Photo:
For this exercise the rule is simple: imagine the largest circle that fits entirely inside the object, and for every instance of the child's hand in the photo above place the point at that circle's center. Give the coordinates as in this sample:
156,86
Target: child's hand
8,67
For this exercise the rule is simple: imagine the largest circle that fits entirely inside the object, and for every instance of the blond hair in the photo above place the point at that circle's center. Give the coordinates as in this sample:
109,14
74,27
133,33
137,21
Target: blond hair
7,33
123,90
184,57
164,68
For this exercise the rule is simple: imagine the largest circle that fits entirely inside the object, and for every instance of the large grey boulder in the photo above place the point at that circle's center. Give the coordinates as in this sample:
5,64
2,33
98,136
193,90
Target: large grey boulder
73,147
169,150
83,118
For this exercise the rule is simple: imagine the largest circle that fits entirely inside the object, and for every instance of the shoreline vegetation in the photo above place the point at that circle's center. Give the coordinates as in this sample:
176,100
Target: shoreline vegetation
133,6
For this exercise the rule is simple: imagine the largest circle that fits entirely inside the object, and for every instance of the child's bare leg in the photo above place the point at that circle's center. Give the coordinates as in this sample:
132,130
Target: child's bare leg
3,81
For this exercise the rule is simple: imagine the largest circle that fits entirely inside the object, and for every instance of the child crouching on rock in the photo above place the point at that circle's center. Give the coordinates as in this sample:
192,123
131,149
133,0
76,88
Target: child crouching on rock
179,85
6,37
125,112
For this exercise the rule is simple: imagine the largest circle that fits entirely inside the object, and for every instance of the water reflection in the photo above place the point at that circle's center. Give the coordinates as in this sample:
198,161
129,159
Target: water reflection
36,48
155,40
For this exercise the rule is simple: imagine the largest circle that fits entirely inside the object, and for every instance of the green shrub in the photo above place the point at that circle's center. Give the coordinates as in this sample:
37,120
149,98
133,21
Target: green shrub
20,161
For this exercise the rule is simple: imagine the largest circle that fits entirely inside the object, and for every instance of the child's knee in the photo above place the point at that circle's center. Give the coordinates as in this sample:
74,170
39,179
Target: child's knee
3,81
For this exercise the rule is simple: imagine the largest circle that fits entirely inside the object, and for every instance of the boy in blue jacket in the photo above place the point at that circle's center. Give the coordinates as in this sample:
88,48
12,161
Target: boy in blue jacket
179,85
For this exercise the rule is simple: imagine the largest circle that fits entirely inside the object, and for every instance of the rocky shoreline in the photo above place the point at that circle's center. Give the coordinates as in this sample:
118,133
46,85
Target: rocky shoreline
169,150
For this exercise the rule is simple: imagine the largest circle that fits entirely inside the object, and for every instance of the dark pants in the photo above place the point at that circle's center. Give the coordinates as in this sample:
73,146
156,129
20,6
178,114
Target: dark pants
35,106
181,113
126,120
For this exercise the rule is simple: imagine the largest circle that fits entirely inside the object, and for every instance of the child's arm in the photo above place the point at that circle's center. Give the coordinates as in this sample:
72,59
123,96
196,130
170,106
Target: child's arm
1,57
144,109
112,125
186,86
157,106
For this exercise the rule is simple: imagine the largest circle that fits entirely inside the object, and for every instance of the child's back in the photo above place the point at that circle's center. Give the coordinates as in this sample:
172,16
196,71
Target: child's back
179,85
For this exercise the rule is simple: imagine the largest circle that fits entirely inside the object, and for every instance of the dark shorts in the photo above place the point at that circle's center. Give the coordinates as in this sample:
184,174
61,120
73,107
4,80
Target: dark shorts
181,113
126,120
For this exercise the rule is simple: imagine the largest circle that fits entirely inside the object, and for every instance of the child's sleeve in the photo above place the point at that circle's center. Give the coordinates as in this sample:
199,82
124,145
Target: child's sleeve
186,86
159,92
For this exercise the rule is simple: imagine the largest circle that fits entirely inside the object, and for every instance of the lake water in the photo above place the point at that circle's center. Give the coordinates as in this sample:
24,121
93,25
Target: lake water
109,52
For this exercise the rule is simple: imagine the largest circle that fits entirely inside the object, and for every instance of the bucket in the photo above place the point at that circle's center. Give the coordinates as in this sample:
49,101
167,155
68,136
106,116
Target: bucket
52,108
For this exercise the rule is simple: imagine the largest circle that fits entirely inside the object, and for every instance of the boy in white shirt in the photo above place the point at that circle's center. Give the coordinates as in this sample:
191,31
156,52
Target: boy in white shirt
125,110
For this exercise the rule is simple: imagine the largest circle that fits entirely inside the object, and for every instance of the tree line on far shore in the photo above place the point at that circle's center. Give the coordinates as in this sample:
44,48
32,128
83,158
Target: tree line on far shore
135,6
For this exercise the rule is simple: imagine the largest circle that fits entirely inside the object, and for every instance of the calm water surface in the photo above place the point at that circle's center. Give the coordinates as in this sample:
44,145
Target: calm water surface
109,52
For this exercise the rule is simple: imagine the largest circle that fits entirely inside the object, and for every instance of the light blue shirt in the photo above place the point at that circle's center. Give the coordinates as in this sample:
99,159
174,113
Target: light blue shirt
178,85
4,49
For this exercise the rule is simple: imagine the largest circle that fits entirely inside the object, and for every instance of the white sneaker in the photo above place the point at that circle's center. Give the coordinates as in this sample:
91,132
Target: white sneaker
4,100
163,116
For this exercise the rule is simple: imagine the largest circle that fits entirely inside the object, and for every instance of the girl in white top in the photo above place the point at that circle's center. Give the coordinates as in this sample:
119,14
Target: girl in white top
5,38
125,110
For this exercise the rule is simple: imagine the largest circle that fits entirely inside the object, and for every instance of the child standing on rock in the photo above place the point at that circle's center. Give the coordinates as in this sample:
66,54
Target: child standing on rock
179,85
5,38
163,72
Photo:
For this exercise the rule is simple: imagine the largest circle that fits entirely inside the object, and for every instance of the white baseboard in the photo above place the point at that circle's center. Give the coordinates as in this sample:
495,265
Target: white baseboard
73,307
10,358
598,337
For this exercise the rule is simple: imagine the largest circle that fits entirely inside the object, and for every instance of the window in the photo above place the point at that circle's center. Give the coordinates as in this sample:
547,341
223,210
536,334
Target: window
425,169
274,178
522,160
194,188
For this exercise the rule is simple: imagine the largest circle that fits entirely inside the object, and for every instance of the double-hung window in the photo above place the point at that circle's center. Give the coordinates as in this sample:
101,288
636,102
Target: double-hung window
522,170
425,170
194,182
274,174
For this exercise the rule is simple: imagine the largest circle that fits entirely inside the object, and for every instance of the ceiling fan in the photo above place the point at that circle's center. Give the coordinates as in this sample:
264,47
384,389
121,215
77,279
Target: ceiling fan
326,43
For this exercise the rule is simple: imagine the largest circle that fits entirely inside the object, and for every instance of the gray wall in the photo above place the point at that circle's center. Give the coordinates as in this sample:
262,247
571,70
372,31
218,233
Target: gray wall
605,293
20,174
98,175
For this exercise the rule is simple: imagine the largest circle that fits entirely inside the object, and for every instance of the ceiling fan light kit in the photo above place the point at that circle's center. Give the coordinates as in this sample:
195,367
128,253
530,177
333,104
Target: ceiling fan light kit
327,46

——————————

WORK REQUEST:
Nothing may change. Retype all of the entries.

ANSWER FOR THE TASK:
Photo:
For this exercise the rule is simple: imagine the largest circle that fits entirely inside the object, and for every instance of the child's hand in the photo above place the point at that circle's center. Give the coordinates as in this sample:
156,86
Target: child's hand
8,67
For this exercise the rule is simple: imagine the largest circle that fits entirely inside the object, and for every instance of the blond hair in the photo above place the point at that circle's center. Give the coordinates as in this sample:
109,14
74,27
133,33
137,21
Target: blond hair
7,33
123,90
184,57
164,68
For this exercise the rule is simple: imagine the largest circle that fits entirely inside the object, and for every instance of the large grey boulder in the photo above place the point at that circle's center. Give the coordinates as in this sample:
5,64
2,33
98,136
193,90
Target: large grey boulder
73,147
169,150
83,118
For this exercise the rule is simple: imagine the largest circle that fits entirely inside the object, and for every instance of the shoreline vegetation in the photo above place the point at that circle's center. Give the coordinates as in this sample:
176,100
Target: shoreline vegetation
133,6
For this exercise the rule is simple: imagine the largest circle that fits entirely inside the object, and for every instance of the child's bare leg in the photo above place the point at that circle's center. Give the coordinates as in this sample:
132,130
Target: child's bare leg
3,81
For this exercise the rule is simple: imagine the largest circle that fits entirely inside the object, and for every instance of the child crouching on rock in the photo above place the point at that circle's center. Give the coordinates as in this sample:
192,123
131,149
133,0
76,88
Target: child crouching on rock
179,85
6,37
125,112
For this exercise the rule is simple: imagine the largest circle that fits entirely inside the object, and for every instance of the water reflection in the photo above place the point at that circle's center. Give the coordinates as in this sample:
198,161
129,159
Target: water reflection
36,48
155,40
For this exercise the rule is simple: imagine the largest circle that fits entirely inside the object, and for every instance of the green shrub in the photo above place the point at that circle's center. Give the coordinates as in this sample:
37,120
149,98
133,21
Target: green shrub
20,161
For this exercise the rule is simple: imagine the largest circle that fits entirely inside the object, and for every instance of the child's knee in the photo above place the point at that circle's center. Give the coordinates as in this sample:
74,170
39,179
Target: child's knee
3,81
For this exercise the rule is simple: imagine the largest circle that fits entirely inside the object, and for every instance of the boy in blue jacket in the photo above place the point at that circle's center. Give the coordinates as in this sample:
88,48
12,161
Target: boy in blue jacket
179,85
For this exercise the rule is simple: imagine the largest circle that fits entirely inside the object, and for every instance of the rocky shoreline in the photo above place the point at that circle's center. Give the coordinates as in this sample:
118,133
46,85
Target: rocky shoreline
169,150
For this exercise the rule is simple: imagine the largest circle that fits entirely inside the object, and for every instance of the dark pants in the photo above place the point at that circle's center. Give the coordinates as in this sample:
73,146
156,129
20,6
178,114
Target: dark pants
35,106
181,113
126,120
For this exercise the rule is simple: imagine the largest circle that fits entirely inside the object, and for every instance of the child's arm in the photo above place the point at that circle's center. Give the coordinates as in this sample:
72,59
123,96
196,130
170,106
Target: child's arm
1,57
144,109
112,125
186,86
157,106
For this exercise the rule is simple: imagine the largest circle that fits entirely inside the object, and for every instance of the child's back in the photo above place the point at that circle's center. Give the coordinates as in this sample:
172,16
196,71
Target: child's back
179,85
For this exercise the rule is simple: imagine the largest circle that fits entirely inside the object, and for every instance of the dark shorts in the photo above place the point at that circle's center. Give the coordinates as in this sample:
184,174
61,120
73,107
4,80
Target: dark shorts
181,113
126,120
For this exercise the rule is simple: imagine the largest circle that fits entirely inside the object, and for every instance of the child's sleeve in the photo above place the point at that circle's center. Give the coordinates as in this sample:
199,82
124,145
Target: child's sleeve
186,86
159,92
For this exercise the rule is simple: imagine the largest circle that fits entirely inside the object, and for every instance of the lake water in the photo above place the point at that circle's center. Give the coordinates as in this sample:
24,121
93,25
Target: lake water
109,52
For this exercise the rule is simple: imagine the largest circle that fits entirely inside the object, and for every instance of the bucket in the photo above place the point at that circle's center. Give the coordinates as in this sample:
49,101
167,155
68,136
106,116
Target: bucket
52,108
For this exercise the rule is simple: imagine the largest circle that fits entirely inside the object, and for every instance of the boy in white shirt in the photo above place the point at that circle's center. Give the coordinates as in this sample:
191,31
156,52
Target: boy in white shirt
125,110
For this exercise the rule is simple: imagine the largest circle that fits entirely inside the object, and for every instance of the tree line on far shore in the photo above place the point at that circle's center. Give the coordinates as in this sample:
44,48
32,128
83,158
Target: tree line on far shore
135,6
For this exercise the rule is simple: imagine the largest circle that fits entirely inside the object, and for every instance of the calm water surface in the photo above place the point at that circle's center. Give the coordinates as in this sample:
44,145
Target: calm water surface
109,52
For this exercise the rule is simple: imagine the largest circle that fits entirely inside the object, and for every instance of the light blue shirt in the photo above place the point at that circle's center. Give the coordinates as in this sample:
99,159
174,113
Target: light blue shirt
178,85
4,49
For this exercise the rule is simple: imagine the largest circle that fits entirely inside the object, and for every instance of the white sneaker in the photo above place the point at that circle's center. Give the coordinates as in this sample:
91,132
Target: white sneaker
4,100
163,116
For this exercise the rule is simple: imagine the largest circle that fits entirely inside the object, and for every instance of the girl in white top in the photo above place the point at that circle's center. Give the coordinates as in this sample:
119,14
Target: girl in white top
5,38
125,110
For this exercise the rule is simple: imagine the largest circle that fits entirely inside the object, and for every instance of the child standing on rock in the photo above place the point at that circle's center. Give the coordinates as in this sample:
66,54
Target: child standing on rock
179,85
5,38
163,72
Photo:
For this exercise the rule is simple: imagine the largest circle that fits entirely inside the object, and for every instance of the white baseboard in the photo above place the point at that circle's center. Give the coordinates as in this sample:
495,265
Target: white baseboard
73,307
10,358
598,337
For this exercise the rule is simple: imagine the largest circle that fits entirely inside the object, and for every instance of the window in the photo above place the point at that circle's center. Give the coordinates as in this sample:
547,341
223,210
536,334
Target: window
425,169
274,178
522,160
194,188
For this exercise the rule is simple: imagine the largest circle that fits entirely inside the object, and for every instance of the double-hung window in the photo above place the point at that circle's center. Give the coordinates as in this sample:
101,288
636,102
Target: double-hung window
522,170
425,170
194,182
274,174
For this exercise the rule is simple: imagine the largest circle that fits entirely inside the object, and for every instance of the ceiling fan in the photo above place the point at that circle's center. Give the coordinates as in this sample:
264,47
384,389
121,215
77,279
Target: ceiling fan
326,43
For this exercise the rule is simple: imagine the largest circle that fits entirely inside the object, and for every instance of the gray wall in the photo above place the point at that circle's center. Give the coordinates as in this sample:
262,247
571,70
372,31
218,233
Target: gray wall
605,293
20,174
98,175
For this exercise the rule is simple: imagine the largest circle that fits entirely inside the object, and for every instance of the ceiling fan light kit in the photo above place the point at that circle's center. Give the coordinates as in this sample:
195,367
128,253
530,177
333,104
Target: ceiling fan light kit
327,46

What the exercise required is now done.